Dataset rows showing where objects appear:
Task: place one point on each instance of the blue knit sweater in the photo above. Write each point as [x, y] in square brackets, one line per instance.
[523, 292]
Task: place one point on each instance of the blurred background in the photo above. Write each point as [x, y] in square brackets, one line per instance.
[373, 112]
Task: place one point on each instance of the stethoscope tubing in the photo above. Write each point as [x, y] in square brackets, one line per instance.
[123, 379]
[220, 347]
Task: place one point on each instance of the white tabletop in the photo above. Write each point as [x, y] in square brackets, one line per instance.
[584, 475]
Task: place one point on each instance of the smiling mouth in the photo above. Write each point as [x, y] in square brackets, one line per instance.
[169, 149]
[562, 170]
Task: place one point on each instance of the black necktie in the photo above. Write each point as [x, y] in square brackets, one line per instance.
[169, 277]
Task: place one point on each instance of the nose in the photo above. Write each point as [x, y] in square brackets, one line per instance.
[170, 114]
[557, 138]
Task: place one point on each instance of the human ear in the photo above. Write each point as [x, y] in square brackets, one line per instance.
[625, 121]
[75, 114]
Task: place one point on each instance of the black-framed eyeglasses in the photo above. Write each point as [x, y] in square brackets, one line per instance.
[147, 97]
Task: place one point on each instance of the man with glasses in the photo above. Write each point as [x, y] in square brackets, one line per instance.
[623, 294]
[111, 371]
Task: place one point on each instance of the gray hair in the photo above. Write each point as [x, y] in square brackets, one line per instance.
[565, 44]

---

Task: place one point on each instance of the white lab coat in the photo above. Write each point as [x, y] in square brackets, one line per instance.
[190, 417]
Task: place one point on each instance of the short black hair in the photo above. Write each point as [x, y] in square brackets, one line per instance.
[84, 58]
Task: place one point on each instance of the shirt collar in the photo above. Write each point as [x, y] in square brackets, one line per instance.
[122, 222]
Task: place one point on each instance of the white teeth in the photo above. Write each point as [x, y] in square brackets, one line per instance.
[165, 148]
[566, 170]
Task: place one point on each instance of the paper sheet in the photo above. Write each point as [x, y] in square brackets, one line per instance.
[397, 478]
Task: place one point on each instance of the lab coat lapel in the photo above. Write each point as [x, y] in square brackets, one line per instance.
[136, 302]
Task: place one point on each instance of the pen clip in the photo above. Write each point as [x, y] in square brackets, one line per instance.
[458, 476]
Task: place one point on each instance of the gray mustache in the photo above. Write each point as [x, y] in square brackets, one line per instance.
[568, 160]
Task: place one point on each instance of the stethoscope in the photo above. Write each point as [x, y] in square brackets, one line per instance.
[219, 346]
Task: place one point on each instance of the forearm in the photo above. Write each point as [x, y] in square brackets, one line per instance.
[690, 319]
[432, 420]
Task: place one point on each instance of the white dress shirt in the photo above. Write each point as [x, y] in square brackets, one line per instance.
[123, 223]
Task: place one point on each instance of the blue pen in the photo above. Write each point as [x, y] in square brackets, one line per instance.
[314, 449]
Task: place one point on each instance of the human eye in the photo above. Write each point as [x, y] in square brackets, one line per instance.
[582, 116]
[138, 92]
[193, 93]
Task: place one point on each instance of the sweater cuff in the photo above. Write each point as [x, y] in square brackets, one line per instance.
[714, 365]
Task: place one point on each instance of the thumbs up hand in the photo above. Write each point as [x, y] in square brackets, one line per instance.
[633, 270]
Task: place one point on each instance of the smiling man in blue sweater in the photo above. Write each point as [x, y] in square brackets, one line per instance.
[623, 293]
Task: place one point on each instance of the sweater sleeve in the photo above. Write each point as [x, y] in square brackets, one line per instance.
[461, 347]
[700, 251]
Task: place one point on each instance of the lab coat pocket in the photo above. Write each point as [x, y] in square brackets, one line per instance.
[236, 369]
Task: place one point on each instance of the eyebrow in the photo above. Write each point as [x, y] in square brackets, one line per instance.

Prompt: Begin at the line of the material that has "Task: place one point on each instance of the sweater sleeve" and stop after the line that has "Task: place one point on each instance of the eyebrow". Write those lines out again, rescaling every point coordinate by multiplying it by 0.35 and rounding to a whole number (halves round up), and keep all other text the same.

Exercise result:
Task: place one point on each instance of the sweater sleeve in the photo above. Write each point as [x, y] in square brackets, one line per instance.
[161, 121]
[245, 88]
Task: place one point on each instance of the lab coat pocket in the photo above. Write each point as [x, y] in square brackets, one line per instance.
[83, 129]
Task: place one point on each instance of the eyebrow in the photo above. Write each point as [x, y] in square brackets, one line per instance.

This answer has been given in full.